(Lines of data)
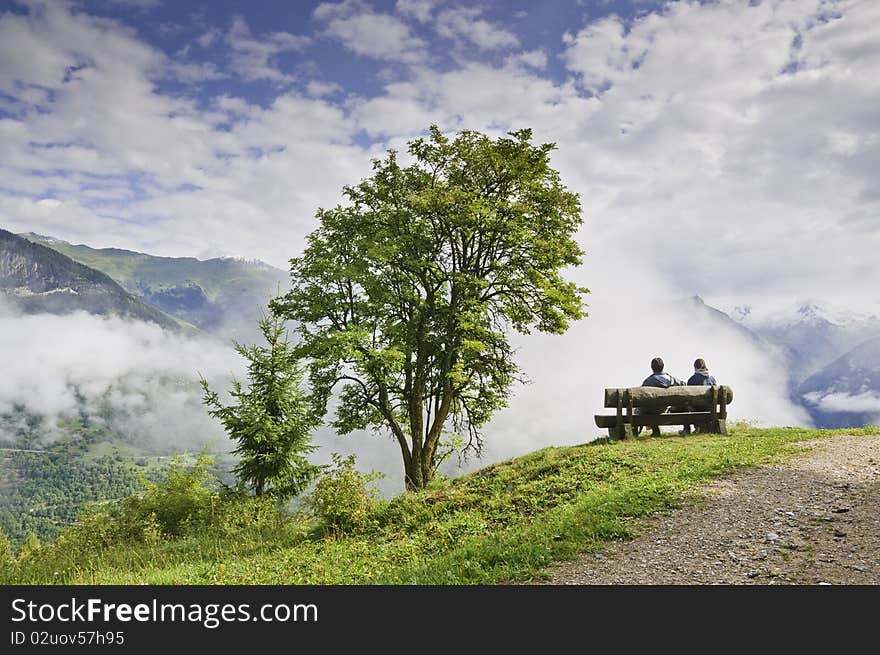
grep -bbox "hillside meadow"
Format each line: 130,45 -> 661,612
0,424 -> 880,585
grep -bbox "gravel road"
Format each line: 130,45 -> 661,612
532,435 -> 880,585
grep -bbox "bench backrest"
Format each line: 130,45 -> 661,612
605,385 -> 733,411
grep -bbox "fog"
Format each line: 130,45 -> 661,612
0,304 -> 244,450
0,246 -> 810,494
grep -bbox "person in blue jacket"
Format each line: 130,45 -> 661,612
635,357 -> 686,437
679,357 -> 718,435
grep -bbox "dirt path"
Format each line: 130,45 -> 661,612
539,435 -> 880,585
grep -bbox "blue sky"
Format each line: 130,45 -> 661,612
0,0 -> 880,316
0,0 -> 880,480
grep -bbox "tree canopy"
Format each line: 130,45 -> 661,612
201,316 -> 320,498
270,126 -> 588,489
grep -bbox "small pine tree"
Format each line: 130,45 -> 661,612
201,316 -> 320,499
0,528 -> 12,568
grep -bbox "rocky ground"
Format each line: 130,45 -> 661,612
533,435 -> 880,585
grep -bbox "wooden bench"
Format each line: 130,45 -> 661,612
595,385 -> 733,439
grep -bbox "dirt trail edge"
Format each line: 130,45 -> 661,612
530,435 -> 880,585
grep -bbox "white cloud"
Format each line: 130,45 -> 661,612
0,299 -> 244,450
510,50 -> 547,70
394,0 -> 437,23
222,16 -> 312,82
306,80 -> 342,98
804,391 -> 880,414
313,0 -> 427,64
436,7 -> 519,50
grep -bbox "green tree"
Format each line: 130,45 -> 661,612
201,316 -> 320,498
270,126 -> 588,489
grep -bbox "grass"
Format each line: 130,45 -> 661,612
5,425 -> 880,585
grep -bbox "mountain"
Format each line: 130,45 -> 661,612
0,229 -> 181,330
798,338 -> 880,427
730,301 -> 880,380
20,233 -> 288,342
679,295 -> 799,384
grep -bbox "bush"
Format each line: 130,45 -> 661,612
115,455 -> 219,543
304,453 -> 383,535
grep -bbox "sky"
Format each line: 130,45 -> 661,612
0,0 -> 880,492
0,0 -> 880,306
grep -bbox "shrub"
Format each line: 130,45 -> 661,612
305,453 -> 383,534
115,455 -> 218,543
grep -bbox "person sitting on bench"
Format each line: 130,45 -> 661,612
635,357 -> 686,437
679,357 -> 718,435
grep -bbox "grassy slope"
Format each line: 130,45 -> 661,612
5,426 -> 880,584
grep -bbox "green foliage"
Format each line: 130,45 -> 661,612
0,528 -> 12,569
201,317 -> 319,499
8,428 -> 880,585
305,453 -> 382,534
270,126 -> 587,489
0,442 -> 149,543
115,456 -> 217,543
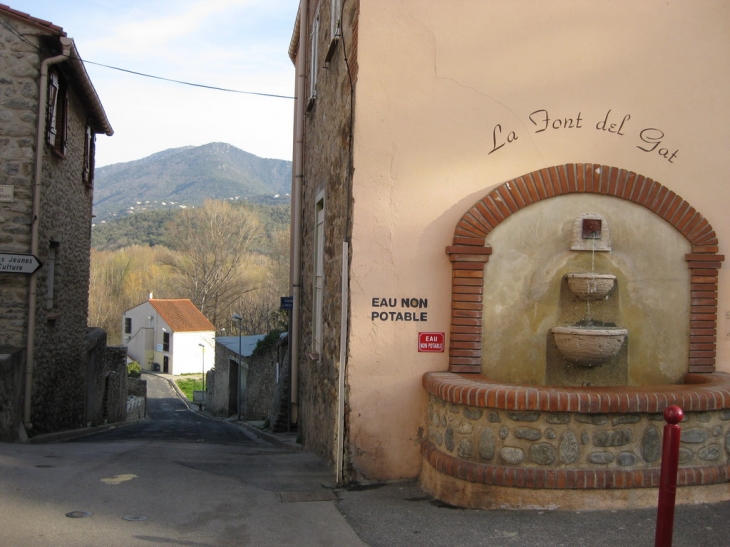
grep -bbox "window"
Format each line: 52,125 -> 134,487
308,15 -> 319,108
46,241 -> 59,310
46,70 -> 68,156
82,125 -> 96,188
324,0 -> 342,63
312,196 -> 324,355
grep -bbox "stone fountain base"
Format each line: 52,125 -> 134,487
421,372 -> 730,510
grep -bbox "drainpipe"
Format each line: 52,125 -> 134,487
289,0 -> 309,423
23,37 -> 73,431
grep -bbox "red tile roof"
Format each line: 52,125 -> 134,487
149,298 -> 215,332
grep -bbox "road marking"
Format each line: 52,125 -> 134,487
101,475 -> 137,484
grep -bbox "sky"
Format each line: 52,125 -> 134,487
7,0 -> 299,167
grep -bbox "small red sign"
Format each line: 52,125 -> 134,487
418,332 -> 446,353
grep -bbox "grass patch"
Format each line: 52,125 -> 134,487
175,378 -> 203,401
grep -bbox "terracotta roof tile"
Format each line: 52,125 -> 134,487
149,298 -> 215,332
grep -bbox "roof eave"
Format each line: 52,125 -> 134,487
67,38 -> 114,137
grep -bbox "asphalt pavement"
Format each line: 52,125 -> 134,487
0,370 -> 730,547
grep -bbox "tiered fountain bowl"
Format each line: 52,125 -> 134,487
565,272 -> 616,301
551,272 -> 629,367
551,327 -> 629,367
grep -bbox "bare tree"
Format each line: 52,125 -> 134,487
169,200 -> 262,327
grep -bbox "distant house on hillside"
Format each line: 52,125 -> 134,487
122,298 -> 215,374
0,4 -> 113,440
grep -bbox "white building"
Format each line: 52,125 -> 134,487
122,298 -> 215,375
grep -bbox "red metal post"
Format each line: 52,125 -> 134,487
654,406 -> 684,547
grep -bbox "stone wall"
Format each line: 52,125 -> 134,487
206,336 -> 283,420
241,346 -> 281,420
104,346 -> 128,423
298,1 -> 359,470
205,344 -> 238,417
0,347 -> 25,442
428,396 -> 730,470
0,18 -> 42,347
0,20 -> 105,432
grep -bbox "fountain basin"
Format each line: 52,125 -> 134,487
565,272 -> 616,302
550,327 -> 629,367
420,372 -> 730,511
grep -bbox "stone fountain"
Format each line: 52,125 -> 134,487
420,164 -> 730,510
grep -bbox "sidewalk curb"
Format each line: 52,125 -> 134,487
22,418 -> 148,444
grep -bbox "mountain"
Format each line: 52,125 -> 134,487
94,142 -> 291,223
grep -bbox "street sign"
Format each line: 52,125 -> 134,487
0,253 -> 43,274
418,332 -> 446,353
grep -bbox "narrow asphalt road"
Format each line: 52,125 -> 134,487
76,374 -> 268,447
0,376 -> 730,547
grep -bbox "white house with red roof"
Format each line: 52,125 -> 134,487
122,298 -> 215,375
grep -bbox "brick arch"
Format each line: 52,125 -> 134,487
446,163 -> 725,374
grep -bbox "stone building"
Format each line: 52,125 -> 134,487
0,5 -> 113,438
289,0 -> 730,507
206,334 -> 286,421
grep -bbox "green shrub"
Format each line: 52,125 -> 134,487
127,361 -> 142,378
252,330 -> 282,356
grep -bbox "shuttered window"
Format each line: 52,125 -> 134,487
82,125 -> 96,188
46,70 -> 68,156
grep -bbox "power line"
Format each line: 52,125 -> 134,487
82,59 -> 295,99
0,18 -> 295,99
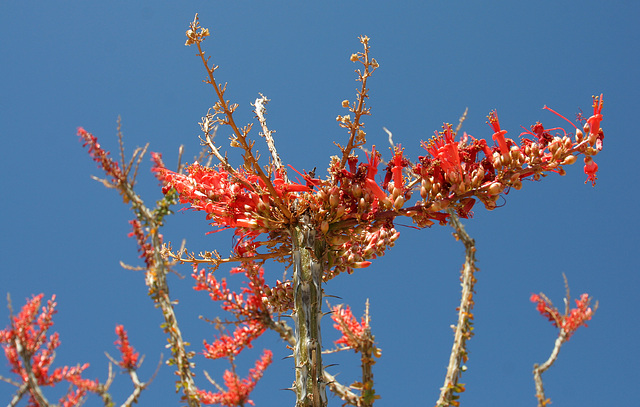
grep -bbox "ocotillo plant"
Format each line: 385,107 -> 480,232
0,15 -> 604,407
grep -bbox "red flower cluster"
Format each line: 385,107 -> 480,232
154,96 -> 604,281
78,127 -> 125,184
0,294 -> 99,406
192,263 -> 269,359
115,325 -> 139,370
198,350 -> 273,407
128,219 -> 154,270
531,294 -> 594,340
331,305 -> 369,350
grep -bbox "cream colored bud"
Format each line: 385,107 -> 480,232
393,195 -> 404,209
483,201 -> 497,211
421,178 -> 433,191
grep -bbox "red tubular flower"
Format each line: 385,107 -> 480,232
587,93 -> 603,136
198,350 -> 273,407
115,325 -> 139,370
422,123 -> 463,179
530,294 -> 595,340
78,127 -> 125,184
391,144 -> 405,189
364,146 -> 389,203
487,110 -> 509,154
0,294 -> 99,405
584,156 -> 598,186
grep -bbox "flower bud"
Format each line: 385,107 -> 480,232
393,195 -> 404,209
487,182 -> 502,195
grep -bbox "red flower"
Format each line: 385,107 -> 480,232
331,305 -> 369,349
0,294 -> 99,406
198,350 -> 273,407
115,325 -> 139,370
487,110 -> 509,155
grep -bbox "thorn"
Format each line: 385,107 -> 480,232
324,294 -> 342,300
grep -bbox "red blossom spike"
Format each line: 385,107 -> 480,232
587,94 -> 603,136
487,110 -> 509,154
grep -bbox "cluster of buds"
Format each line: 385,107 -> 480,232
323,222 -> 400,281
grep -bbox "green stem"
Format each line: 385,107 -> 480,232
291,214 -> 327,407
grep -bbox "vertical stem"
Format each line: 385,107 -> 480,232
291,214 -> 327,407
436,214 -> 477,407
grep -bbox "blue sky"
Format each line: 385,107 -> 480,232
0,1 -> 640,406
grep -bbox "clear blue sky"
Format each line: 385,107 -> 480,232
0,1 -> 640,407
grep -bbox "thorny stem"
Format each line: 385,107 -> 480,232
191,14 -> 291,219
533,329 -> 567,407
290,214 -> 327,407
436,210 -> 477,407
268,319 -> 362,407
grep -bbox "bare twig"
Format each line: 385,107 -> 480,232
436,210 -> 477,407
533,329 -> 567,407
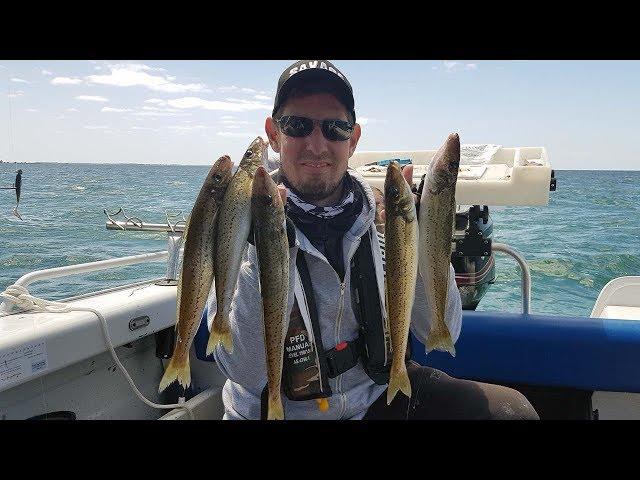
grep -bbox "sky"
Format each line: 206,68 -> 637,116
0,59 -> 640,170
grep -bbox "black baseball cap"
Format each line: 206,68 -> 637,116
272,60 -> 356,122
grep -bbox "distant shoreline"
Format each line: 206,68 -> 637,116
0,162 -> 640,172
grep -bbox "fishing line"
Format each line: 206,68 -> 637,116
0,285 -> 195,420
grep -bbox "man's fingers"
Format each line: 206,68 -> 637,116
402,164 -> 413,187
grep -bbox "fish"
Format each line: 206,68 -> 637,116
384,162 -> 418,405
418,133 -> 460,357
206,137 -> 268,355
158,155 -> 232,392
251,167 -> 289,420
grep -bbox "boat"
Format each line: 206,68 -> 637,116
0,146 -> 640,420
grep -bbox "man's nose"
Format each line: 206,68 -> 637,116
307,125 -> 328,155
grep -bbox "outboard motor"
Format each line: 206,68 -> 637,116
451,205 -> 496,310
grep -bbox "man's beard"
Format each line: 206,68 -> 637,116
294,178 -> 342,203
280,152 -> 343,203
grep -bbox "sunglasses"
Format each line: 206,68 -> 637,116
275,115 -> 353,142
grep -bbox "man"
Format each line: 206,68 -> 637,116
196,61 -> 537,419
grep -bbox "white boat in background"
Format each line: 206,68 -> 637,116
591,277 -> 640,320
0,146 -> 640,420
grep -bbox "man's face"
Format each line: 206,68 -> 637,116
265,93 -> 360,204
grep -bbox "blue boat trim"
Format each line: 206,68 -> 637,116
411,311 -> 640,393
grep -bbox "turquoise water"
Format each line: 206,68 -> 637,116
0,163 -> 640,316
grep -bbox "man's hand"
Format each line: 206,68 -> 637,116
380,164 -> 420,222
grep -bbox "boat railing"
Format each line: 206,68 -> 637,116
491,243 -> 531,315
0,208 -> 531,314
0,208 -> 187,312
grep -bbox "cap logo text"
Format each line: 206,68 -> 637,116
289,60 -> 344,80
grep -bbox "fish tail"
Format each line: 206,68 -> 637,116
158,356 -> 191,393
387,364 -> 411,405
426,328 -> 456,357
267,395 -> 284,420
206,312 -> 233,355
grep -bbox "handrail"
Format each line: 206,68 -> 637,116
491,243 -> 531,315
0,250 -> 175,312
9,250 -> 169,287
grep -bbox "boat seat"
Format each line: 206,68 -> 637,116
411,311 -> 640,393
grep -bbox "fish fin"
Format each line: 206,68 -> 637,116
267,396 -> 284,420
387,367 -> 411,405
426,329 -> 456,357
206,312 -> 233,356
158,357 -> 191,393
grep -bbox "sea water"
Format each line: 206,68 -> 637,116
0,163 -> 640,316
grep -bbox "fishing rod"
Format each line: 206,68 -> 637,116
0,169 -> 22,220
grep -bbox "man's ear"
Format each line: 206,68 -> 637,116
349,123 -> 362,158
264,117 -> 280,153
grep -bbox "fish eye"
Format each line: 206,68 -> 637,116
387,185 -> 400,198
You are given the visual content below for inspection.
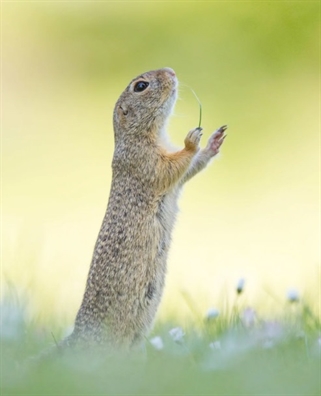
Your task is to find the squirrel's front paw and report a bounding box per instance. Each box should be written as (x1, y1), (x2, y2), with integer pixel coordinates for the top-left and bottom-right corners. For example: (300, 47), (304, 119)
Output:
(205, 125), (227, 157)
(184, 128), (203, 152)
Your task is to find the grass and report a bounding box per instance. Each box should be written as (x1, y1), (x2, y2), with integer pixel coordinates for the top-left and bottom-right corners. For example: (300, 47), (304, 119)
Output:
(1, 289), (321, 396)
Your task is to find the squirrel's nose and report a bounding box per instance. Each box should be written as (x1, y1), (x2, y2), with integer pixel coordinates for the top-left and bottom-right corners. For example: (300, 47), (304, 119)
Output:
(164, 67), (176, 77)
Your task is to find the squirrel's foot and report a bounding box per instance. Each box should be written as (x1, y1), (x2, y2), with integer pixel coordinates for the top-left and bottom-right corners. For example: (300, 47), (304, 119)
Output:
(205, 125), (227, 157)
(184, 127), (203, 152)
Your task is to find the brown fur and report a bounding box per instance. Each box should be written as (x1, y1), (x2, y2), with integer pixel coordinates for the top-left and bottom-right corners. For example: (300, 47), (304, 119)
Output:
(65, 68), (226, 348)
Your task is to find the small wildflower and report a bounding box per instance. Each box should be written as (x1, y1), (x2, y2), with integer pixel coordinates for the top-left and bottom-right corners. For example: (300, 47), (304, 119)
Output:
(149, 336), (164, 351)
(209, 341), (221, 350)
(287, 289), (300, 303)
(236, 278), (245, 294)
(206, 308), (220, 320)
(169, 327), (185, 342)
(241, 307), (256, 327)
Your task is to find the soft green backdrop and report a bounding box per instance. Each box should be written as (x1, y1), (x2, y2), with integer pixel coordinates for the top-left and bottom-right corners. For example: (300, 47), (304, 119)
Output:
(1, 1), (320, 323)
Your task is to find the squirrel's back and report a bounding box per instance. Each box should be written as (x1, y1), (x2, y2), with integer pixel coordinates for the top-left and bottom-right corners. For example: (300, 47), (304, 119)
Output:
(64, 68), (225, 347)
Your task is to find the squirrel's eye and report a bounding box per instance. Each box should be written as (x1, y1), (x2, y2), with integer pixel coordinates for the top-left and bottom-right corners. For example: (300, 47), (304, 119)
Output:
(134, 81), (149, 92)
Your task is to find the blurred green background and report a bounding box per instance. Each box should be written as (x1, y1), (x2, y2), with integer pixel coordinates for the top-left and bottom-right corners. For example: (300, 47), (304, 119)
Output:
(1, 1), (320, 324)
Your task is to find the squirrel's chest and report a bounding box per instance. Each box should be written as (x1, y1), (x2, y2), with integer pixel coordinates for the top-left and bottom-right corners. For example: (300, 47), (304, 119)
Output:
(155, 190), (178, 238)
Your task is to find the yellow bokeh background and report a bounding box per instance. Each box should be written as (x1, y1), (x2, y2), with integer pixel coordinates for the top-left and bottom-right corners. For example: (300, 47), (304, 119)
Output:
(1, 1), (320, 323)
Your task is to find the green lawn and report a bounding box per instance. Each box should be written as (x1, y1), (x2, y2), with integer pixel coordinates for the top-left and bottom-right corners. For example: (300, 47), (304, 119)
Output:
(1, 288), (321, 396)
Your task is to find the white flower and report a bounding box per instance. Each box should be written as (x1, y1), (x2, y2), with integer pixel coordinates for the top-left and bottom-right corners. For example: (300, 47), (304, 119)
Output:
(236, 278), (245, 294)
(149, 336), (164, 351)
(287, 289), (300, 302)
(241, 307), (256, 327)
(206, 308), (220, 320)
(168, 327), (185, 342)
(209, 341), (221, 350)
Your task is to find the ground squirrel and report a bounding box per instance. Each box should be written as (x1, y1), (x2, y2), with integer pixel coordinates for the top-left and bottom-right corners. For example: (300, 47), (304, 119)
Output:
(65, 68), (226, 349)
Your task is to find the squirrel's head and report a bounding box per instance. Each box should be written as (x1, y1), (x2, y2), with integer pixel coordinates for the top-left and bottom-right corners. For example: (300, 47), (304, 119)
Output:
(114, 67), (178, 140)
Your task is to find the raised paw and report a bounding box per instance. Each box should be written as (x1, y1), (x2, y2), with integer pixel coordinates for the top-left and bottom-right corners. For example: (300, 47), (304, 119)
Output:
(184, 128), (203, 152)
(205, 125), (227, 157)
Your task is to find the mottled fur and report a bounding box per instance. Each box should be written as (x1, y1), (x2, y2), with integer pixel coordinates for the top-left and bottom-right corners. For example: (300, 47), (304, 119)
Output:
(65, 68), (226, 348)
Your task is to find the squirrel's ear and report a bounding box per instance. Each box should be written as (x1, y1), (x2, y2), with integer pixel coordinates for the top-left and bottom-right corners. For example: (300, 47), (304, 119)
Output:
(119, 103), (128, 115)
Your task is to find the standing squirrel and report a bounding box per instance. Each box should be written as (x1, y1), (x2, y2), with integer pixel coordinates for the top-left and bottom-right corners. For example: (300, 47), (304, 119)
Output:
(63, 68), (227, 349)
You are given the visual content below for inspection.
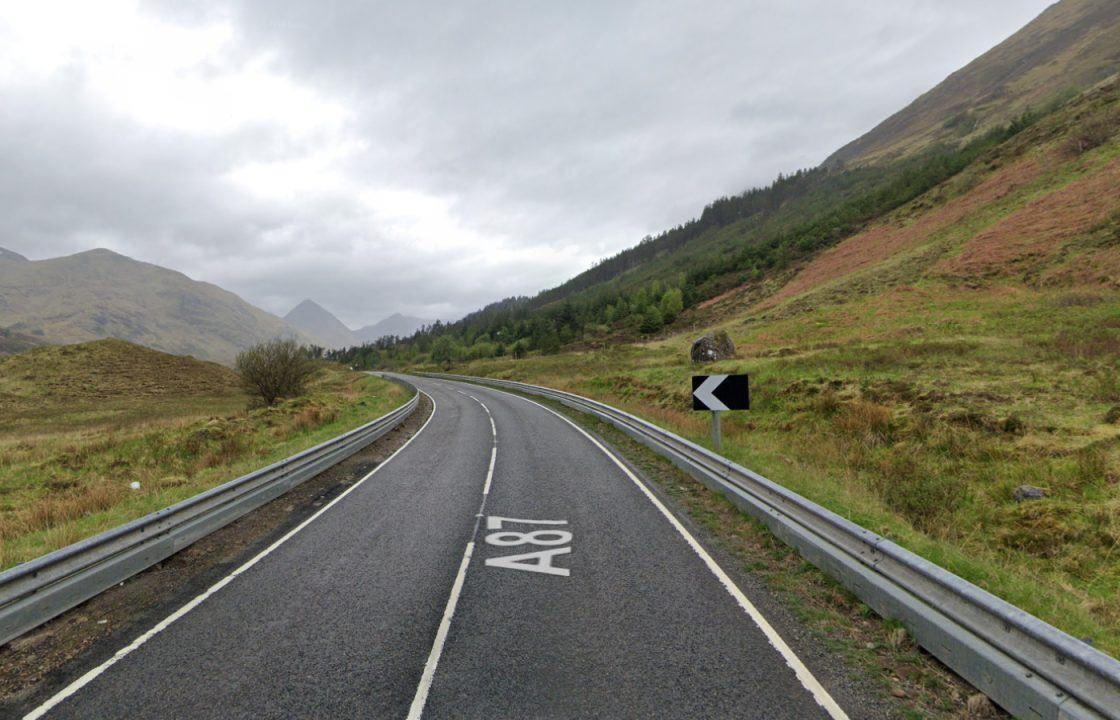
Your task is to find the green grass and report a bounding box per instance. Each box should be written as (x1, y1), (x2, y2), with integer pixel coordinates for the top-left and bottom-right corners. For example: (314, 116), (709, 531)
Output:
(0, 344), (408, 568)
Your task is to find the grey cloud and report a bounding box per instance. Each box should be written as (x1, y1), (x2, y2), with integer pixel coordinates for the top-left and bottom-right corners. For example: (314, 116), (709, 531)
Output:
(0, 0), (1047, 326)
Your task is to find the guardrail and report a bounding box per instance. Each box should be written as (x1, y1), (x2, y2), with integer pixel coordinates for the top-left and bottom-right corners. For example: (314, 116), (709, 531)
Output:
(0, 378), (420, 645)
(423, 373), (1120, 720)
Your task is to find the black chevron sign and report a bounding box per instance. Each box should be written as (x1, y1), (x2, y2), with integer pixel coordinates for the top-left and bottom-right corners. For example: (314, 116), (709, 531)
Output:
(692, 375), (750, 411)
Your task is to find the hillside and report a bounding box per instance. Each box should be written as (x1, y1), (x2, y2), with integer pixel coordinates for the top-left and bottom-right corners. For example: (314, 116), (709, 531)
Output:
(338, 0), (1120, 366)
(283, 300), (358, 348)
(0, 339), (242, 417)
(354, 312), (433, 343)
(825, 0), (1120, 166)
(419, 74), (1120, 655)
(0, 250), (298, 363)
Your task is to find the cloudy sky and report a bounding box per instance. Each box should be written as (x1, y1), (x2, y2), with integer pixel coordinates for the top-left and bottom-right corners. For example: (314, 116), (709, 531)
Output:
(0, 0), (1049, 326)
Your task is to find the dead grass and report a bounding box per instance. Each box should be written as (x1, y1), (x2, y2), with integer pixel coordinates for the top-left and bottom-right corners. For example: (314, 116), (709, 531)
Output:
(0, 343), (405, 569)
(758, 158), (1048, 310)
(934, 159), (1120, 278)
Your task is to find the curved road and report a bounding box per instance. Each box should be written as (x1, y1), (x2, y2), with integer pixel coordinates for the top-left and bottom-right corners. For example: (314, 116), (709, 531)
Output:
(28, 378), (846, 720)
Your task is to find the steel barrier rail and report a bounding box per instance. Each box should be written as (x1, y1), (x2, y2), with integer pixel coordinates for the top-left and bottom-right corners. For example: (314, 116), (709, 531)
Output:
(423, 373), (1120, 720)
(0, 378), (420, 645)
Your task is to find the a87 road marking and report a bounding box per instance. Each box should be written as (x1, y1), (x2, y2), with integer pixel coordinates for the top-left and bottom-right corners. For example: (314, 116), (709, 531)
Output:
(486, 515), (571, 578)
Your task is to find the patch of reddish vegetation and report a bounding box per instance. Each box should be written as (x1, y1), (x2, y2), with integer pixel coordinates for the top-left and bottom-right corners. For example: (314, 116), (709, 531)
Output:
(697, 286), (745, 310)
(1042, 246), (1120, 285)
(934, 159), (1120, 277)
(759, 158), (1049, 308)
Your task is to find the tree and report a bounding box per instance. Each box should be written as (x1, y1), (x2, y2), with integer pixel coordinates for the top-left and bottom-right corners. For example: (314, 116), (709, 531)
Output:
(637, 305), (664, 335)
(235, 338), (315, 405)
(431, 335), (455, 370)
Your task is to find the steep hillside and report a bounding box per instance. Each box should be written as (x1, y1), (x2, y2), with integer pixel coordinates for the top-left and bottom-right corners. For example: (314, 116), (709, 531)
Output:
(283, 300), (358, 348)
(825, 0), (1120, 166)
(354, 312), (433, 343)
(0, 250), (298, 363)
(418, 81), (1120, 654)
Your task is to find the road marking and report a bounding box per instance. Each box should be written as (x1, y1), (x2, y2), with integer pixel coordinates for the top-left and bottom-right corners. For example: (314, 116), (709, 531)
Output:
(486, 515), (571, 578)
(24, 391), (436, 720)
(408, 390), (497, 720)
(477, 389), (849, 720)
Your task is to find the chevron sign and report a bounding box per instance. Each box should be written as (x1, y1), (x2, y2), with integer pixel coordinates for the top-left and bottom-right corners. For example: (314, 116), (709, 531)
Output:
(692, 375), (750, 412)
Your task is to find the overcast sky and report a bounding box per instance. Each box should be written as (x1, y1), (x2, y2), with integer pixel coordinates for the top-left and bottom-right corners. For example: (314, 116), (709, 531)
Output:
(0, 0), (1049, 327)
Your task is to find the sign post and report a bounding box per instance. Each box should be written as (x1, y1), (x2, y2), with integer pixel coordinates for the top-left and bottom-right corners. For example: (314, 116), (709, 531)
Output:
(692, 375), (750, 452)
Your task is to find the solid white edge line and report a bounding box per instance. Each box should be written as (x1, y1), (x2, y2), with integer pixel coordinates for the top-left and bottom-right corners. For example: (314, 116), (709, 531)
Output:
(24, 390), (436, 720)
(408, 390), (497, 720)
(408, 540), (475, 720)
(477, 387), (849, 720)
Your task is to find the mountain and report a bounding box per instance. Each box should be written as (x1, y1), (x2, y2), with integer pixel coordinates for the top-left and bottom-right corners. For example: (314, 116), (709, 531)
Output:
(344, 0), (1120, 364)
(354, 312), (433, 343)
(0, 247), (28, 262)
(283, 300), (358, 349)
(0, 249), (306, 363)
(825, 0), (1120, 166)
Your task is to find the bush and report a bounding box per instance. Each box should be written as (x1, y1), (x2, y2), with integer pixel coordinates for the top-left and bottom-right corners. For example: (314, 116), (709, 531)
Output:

• Challenge
Return everything from the start of the items down to the line containing "304,453 -> 383,535", including both ends, reproduced without alteration. Omit the pictures from your answer.

• Solution
grep -bbox "hillside meadow"
Format each line: 130,45 -> 661,612
0,424 -> 880,585
grep -bbox "gravel road"
Format each line: 130,45 -> 661,612
532,435 -> 880,585
grep -bbox "bench backrest"
Format each line: 130,45 -> 661,612
605,385 -> 733,411
grep -bbox "fog"
Format each line: 130,45 -> 661,612
0,304 -> 244,450
0,246 -> 810,494
grep -bbox "person in blue jacket"
Format each line: 130,45 -> 661,612
635,357 -> 686,437
679,357 -> 718,435
grep -bbox "dirt path"
Format each line: 130,45 -> 661,612
539,435 -> 880,585
grep -bbox "blue sky"
Format each line: 130,45 -> 661,612
0,0 -> 880,316
0,0 -> 880,480
grep -bbox "tree canopy"
Format each line: 130,45 -> 661,612
201,316 -> 320,498
270,126 -> 588,489
grep -bbox "small pine tree"
Format each line: 130,45 -> 661,612
201,316 -> 320,499
0,528 -> 12,568
grep -bbox "rocky ground"
Format each line: 130,45 -> 661,612
533,435 -> 880,585
grep -bbox "wooden bench"
Format each line: 130,45 -> 661,612
595,385 -> 733,439
grep -bbox "dirt trail edge"
Format each line: 130,45 -> 661,612
530,435 -> 880,585
grep -bbox "white cloud"
Format each line: 130,45 -> 661,612
0,299 -> 244,450
510,50 -> 547,70
394,0 -> 437,23
222,16 -> 312,82
306,80 -> 342,98
804,391 -> 880,414
313,0 -> 427,64
436,7 -> 519,50
grep -bbox "green tree"
Format each line: 130,45 -> 661,612
201,316 -> 320,498
270,126 -> 588,489
grep -bbox "grass"
Format each line: 130,45 -> 661,612
5,425 -> 880,585
grep -bbox "mountain"
Format each line: 130,45 -> 661,612
0,229 -> 181,330
798,338 -> 880,427
730,301 -> 880,380
20,233 -> 288,342
679,295 -> 799,384
grep -bbox "bush"
Format each line: 130,45 -> 661,612
115,455 -> 219,543
304,453 -> 383,535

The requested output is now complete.